Cosa fare:
1. Ricopia parola per parola il passo del commento sulla sentenza n. 24069 del 2026 che va da "Eventuali attività investigative" a "la sua inesistenza.", compresi entrambi.
2. Rispondi in breve a queste domande sul commento alla sentenza n. 24069 del 2026:
(a) Quale Sezione penale ha preso la decisione?
(b) In quale momento deve esserci la qualifica soggettiva?
(c) Chi deve allegare e dimostrare gli elementi costitutivi della causa ostativa?
3. Porta avanti il commento sulla sentenza n. 24069 del 2026 a partire dall'ultima frase riportata.

Brano scelto:
La sentenza offre così un’importante indicazione operativa.
Dopo la pronuncia della Corte costituzionale n. 173 del 2022, la parte civile che si trovi di fronte ad una sentenza ex art. 131-bis deve verificare attentamente se il giudice abbia deciso sulle domande civili.
L’eventuale omissione costituisce un autonomo motivo di impugnazione che non può essere sostituito da una generica contestazione della particolare tenuità del fatto.
I principi di diritto affermati dalla sentenza
La decisione della Sesta Sezione penale appare destinata ad assumere un ruolo di riferimento nell’interpretazione dell’art. 131-bis c.p.
Dalla motivazione possono essere ricavati alcuni principi di diritto di particolare rilevanza sistematica.
Il primo consiste nell’affermazione secondo cui la causa ostativa prevista dal comma 3, n. 2, dell’art. 131-bis costituisce norma eccezionale e, come tale, è sottratta ad interpretazioni estensive.
Il secondo principio riguarda la posizione degli appartenenti alla polizia municipale.
La loro appartenenza al Corpo non implica automaticamente il possesso della qualifica di agente di pubblica sicurezza o di polizia giudiziaria.
Tale qualità deve essere verificata caso per caso, secondo la disciplina della legge n. 65 del 1986 e dell’art. 57 c.p.p.
Il terzo principio concerne il momento nel quale tale verifica deve essere effettuata.
La qualifica soggettiva deve sussistere al momento della commissione del fatto.
Eventuali attività investigative svolte successivamente non possono incidere sull’applicabilità della causa ostativa.
Il quarto principio riguarda il riparto dell’onere probatorio.
È il pubblico ministero che deve allegare e dimostrare gli elementi costitutivi della causa ostativa.
L’imputato non è tenuto a provare la sua inesistenza.
Infine, la Corte riafferma il principio secondo cui il giudizio di cassazione non può essere utilizzato per introdurre nuovi elementi di prova destinati a colmare carenze istruttorie maturate nel giudizio di merito.
Considerazioni conclusive
La sentenza n. 24069 del 2026 rappresenta una pronuncia di particolare equilibrio.
La Corte evita sia interpretazioni eccessivamente restrittive dell’art. 131-bis, sia applicazioni indiscriminatamente estensive della causa di non punibilità.
Il risultato raggiunto appare pienamente coerente con la volontà espressa dal legislatore nella riforma del 2020.
La limitazione della clausola ostativa ai soli ufficiali o agenti di pubblica sicurezza e di polizia giudiziaria costituisce una scelta normativa precisa.
Non spetta all’interprete ampliarne il contenuto attraverso letture analogiche o estensive.

Dati estratti:
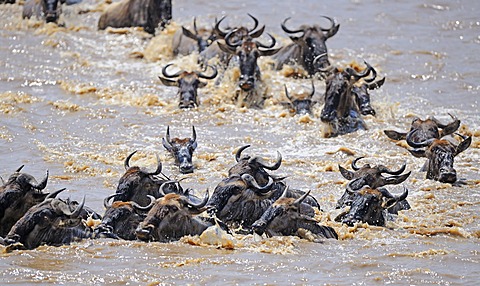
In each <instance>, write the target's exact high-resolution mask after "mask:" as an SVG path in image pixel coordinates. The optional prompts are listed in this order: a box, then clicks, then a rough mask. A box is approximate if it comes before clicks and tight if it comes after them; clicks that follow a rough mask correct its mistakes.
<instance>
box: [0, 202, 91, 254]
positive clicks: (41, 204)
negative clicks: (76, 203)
mask: <svg viewBox="0 0 480 286" xmlns="http://www.w3.org/2000/svg"><path fill="white" fill-rule="evenodd" d="M84 204H85V198H84V199H83V201H82V202H81V203H80V204H73V203H72V201H64V200H61V199H57V198H49V199H46V200H45V201H43V202H42V203H40V204H38V205H35V206H33V207H32V208H30V209H29V210H28V211H27V213H25V215H24V216H22V218H20V219H19V220H18V221H17V222H16V223H15V225H14V226H13V227H12V229H11V230H10V232H9V233H8V235H7V236H6V237H5V239H4V244H6V245H7V249H9V250H14V249H34V248H36V247H38V246H40V245H53V246H59V245H63V244H69V243H71V242H74V241H79V240H81V239H83V238H91V237H92V234H93V233H92V232H91V230H90V229H89V228H88V227H86V226H84V225H83V224H82V219H83V218H82V216H81V213H82V209H83V206H84Z"/></svg>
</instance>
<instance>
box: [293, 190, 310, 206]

Risposte:
1.
Eventuali attività investigative svolte successivamente non possono incidere sull’applicabilità della causa ostativa.
Il quarto principio riguarda il riparto dell’onere probatorio.
È il pubblico ministero che deve allegare e dimostrare gli elementi costitutivi della causa ostativa.
L’imputato non è tenuto a provare la sua inesistenza.

2.
(a) La Sesta Sezione penale.
(b) Al momento della commissione del fatto.
(c) Il pubblico ministero.

3.
La decisione valorizza, inoltre, il principio di legalità sotto un duplice profilo.
Da un lato, impone una rigorosa interpretazione delle norme eccezionali.
Dall’altro, ribadisce che ogni elemento destinato a limitare un trattamento di favore previsto dall’ordinamento deve essere puntualmente dimostrato.
Di particolare interesse è anche il richiamo al corretto riparto dell’onere della prova.
L’affermazione secondo cui incombe sul pubblico ministero dimostrare la sussistenza della causa ostativa costituisce uno degli aspetti maggiormente innovativi della pronuncia.
Essa rafforza la coerenza sistematica dell’istituto della particolare tenuità del fatto con i principi costituzionali del giusto processo e della presunzione di innocenza.
Sotto il profilo pratico, la decisione è destinata ad incidere significativamente sulla prassi giudiziaria.
Nei procedimenti per oltraggio a pubblico ufficiale commesso nei confronti di appartenenti alla polizia locale non sarà più sufficiente fare riferimento alla qualifica di pubblico ufficiale.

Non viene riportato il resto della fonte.